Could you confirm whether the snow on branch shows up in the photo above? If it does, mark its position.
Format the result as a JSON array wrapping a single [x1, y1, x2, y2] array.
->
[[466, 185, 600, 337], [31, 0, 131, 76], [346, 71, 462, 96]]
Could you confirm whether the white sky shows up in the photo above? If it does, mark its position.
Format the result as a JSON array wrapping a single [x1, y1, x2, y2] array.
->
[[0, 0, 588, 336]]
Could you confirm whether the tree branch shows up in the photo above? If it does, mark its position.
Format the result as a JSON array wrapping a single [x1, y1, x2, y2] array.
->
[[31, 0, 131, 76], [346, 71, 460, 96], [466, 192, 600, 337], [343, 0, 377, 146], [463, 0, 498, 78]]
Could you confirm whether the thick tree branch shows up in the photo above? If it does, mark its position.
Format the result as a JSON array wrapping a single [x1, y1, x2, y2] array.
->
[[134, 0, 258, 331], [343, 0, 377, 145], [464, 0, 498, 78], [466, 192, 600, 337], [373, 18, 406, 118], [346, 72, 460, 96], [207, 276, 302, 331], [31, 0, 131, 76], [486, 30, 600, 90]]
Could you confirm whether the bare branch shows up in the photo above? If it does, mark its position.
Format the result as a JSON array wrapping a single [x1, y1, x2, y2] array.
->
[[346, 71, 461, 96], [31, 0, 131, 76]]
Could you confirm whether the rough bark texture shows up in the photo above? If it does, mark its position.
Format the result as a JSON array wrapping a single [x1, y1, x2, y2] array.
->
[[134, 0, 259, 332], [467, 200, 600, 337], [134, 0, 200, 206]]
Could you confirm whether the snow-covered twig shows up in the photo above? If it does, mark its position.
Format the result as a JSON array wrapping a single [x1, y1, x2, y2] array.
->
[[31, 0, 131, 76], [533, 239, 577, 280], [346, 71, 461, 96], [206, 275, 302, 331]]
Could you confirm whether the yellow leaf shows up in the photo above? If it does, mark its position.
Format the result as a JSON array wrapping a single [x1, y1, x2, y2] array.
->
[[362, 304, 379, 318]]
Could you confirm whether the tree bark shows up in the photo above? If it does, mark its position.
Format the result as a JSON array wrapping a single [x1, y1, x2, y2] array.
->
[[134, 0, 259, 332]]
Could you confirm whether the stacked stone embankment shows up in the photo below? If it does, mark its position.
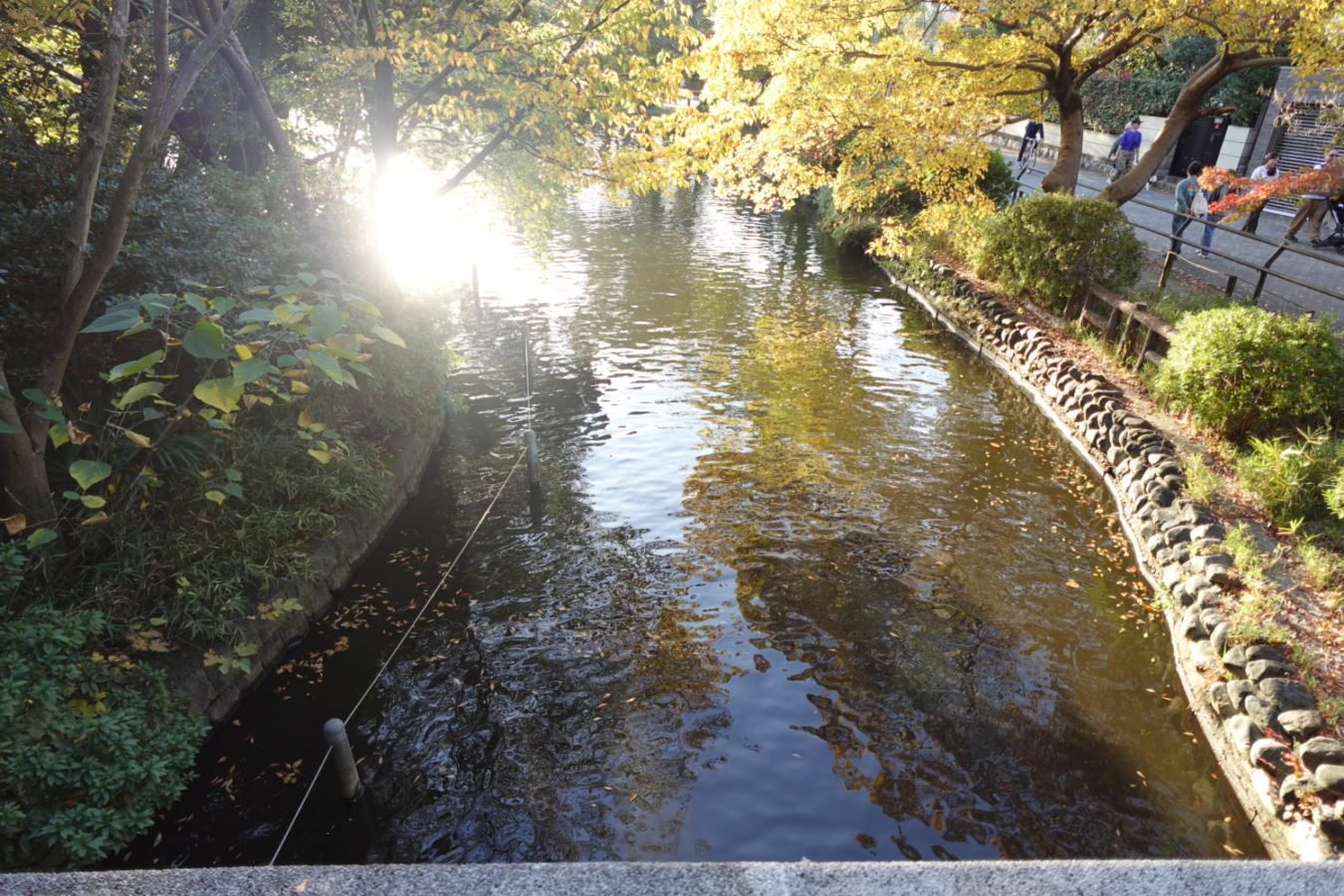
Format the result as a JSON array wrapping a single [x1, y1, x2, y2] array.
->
[[896, 266, 1344, 860]]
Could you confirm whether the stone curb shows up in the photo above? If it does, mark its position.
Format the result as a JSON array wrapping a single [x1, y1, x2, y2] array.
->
[[154, 412, 445, 726], [888, 265, 1344, 860], [0, 860, 1344, 896]]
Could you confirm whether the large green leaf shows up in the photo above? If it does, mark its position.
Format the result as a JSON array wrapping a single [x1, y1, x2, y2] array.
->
[[116, 381, 164, 407], [108, 347, 164, 383], [80, 303, 141, 334], [373, 327, 406, 347], [191, 376, 243, 414], [234, 357, 270, 385], [308, 305, 345, 338], [70, 461, 112, 489], [307, 347, 345, 385]]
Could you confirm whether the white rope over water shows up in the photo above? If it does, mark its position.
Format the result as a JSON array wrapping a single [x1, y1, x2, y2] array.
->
[[266, 445, 533, 866]]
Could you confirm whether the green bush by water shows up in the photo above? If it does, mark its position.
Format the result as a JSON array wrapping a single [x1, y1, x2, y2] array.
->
[[977, 193, 1144, 312], [1152, 307, 1344, 441], [0, 607, 204, 868]]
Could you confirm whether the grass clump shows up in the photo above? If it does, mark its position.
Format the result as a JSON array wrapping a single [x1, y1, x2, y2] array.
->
[[1152, 307, 1344, 441]]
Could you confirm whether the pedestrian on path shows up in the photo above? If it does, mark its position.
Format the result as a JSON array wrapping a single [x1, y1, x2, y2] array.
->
[[1283, 147, 1344, 243], [1241, 153, 1278, 234], [1172, 161, 1209, 255], [1106, 118, 1144, 184], [1199, 171, 1232, 258]]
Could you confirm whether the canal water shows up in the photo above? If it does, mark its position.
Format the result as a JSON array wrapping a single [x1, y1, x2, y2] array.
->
[[122, 188, 1262, 866]]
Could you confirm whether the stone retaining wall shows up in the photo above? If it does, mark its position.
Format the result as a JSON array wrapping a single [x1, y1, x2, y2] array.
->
[[160, 414, 444, 726], [892, 266, 1344, 860]]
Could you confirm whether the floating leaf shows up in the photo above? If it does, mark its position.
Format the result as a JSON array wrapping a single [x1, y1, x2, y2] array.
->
[[191, 376, 243, 414], [115, 378, 164, 408], [70, 461, 112, 489], [373, 327, 406, 347], [108, 347, 164, 383]]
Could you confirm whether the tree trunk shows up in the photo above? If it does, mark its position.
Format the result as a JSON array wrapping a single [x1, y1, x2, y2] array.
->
[[1040, 87, 1083, 196], [59, 0, 130, 303], [0, 352, 57, 524], [196, 0, 314, 223], [1098, 50, 1291, 205], [0, 0, 249, 526]]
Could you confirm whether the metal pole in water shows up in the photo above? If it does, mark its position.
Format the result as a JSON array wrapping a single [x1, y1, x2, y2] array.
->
[[323, 719, 364, 799], [523, 430, 542, 489]]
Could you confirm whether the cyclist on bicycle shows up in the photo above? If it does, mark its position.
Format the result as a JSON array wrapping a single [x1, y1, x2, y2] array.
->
[[1106, 118, 1144, 184], [1017, 118, 1045, 161]]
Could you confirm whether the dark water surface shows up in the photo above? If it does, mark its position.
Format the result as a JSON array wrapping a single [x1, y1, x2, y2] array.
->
[[129, 189, 1260, 866]]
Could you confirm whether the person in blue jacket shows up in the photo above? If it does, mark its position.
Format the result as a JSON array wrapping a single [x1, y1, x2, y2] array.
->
[[1172, 161, 1205, 255]]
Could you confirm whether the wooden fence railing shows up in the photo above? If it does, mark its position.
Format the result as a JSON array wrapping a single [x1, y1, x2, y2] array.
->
[[1064, 284, 1176, 373]]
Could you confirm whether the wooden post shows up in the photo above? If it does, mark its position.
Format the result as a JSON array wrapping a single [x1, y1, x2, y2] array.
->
[[1134, 330, 1157, 373], [323, 719, 364, 799], [1101, 305, 1121, 342], [523, 430, 542, 489], [1157, 251, 1176, 289]]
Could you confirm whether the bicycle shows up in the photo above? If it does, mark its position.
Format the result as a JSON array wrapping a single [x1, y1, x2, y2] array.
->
[[1017, 137, 1040, 180]]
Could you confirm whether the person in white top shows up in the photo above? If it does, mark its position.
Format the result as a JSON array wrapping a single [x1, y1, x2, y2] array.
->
[[1241, 154, 1278, 234], [1283, 147, 1344, 243]]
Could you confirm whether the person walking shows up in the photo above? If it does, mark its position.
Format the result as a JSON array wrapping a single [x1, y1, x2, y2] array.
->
[[1106, 118, 1144, 184], [1241, 153, 1278, 234], [1172, 161, 1207, 255], [1199, 169, 1232, 258], [1283, 147, 1344, 243]]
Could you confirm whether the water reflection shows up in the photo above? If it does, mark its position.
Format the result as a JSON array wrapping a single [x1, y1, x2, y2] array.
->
[[123, 189, 1258, 864]]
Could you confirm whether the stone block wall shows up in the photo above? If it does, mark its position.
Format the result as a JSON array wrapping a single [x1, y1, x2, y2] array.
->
[[896, 266, 1344, 860]]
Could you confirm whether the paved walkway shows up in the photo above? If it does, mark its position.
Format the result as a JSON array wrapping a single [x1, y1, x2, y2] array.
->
[[1022, 170, 1344, 322]]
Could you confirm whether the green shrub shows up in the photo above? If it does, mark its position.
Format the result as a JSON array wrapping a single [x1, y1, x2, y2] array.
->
[[1152, 307, 1344, 439], [979, 193, 1144, 311], [1236, 437, 1344, 524], [1134, 289, 1243, 327], [0, 607, 204, 868]]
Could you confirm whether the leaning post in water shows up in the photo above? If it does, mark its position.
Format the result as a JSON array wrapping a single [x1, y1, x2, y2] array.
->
[[523, 430, 542, 491], [323, 719, 364, 799]]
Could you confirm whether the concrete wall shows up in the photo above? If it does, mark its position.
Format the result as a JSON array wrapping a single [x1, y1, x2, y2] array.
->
[[154, 414, 444, 731], [0, 860, 1344, 896]]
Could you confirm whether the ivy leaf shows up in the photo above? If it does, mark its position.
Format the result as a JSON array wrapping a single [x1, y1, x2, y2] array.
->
[[70, 461, 112, 491], [191, 376, 243, 414], [115, 381, 164, 408], [28, 530, 57, 551], [80, 303, 142, 334]]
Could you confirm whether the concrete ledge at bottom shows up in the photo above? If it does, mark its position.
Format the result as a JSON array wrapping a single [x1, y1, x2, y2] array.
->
[[0, 860, 1344, 896]]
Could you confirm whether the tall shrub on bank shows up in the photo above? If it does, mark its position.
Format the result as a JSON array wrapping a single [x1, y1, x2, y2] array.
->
[[1153, 308, 1344, 439], [977, 193, 1144, 311]]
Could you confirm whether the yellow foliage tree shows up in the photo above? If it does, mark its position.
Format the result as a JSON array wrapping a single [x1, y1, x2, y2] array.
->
[[667, 0, 1339, 240]]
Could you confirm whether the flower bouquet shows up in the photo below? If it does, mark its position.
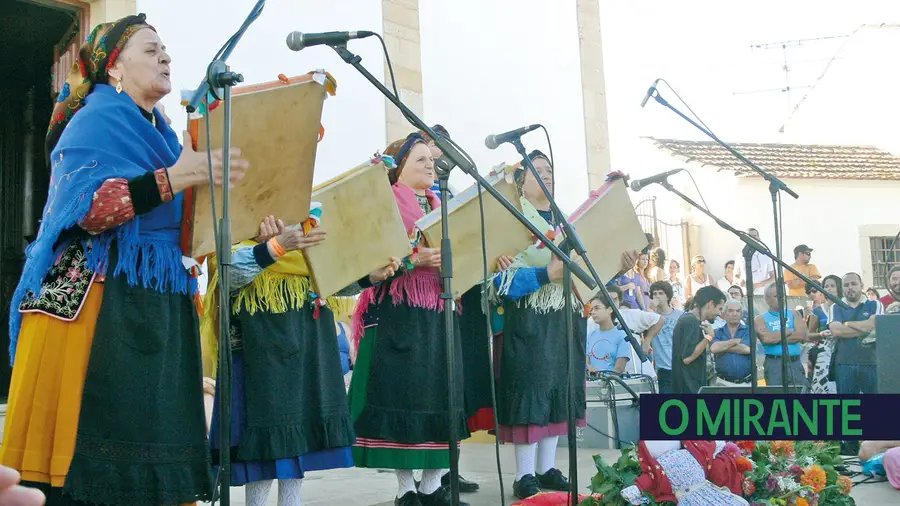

+ + +

Update the lines from the one containing "Could you confirm whether the bicycle" up to and including the one containing "[[1241, 154, 1278, 234], [1283, 147, 1344, 243]]": write them out again with "mark its position" changed to "draw a box around it" and everything else left as it is.

Worked solution:
Could you confirm whether the bicycle shows up in the photo above? If it does, draw a box around it.
Format the result as a JSON array wrapping a single [x1, y1, x2, y2] array.
->
[[1017, 137, 1040, 180]]
Could you confirm whether the person in white top shows up in the photo above? If it does, draw a box around it.
Format the result as a JSON array wrapping a single [x1, y1, x2, y2] array.
->
[[1241, 154, 1278, 234], [1283, 147, 1344, 243]]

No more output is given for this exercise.